# SUCHE: Raum Dresden - E-Planungsunterstützung - EPlan P8



## IBFS (26 August 2010)

*SUCHE:* 

Ab September für ca. 5-6 Wochen benötigen wir Unterstützung
bei der E-Planung von Anlagen und Maschinen.

Eine EPlan-Lizenz P8 sowie eine Arbeitsplatzrechner ist vorhanden.
Einsatzort wäre in Dresden Süd direkt in der Zielfirma, da der zu 
Verfügung stehende Rechner am Firmennetz angebunden sein muss.

Es können sich Freelancer oder auch kleine Ing-Büros melden.

Zwei schon vorhandene Mitarbeiter stehen bei Fragen zu 
Verfügung, da natürlich das Einhalten des Firmenstandards
bei der Planung oberste Priorität hat. 

Ein selbstständiges professionelles Arbeiten wird vorausgesetzt.
Es sollen sich Leute melden, die bisher nicht nur gerade mal einen
Plan gezeichnet haben. 



Grüße

Frank


----------



## IBFS (30 August 2010)

..........


----------



## gerryvel (4 November 2010)

noch Bedarf? Leider jetzt erst gelesen. Auch eigene P8 Lizenz vorhanden!


----------

▶ _Aufgabenstellung_
Schreiben Sie bitte aus dem Forumsbeitrag über die EPlan-Unterstützung oben den Abschnitt wortgetreu ab, der mit den Worten „Eine EPlan-Lizenz P8“ beginnt und mit „angebunden sein muss.“ endet.

▶ _Bereitgestellte Daten_

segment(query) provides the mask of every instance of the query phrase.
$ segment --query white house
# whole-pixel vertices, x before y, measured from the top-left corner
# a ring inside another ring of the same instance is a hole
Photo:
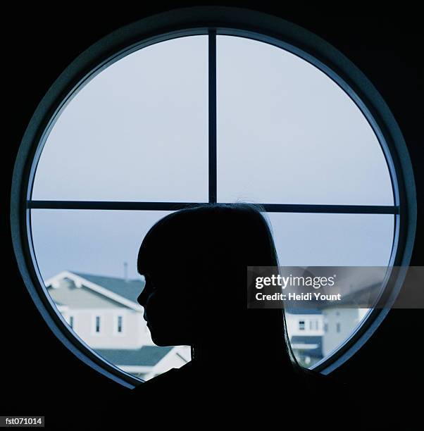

▶ _Antwort_
Eine EPlan-Lizenz P8 sowie eine Arbeitsplatzrechner ist vorhanden.
Einsatzort wäre in Dresden Süd direkt in der Zielfirma, da der zu 
Verfügung stehende Rechner am Firmennetz angebunden sein muss.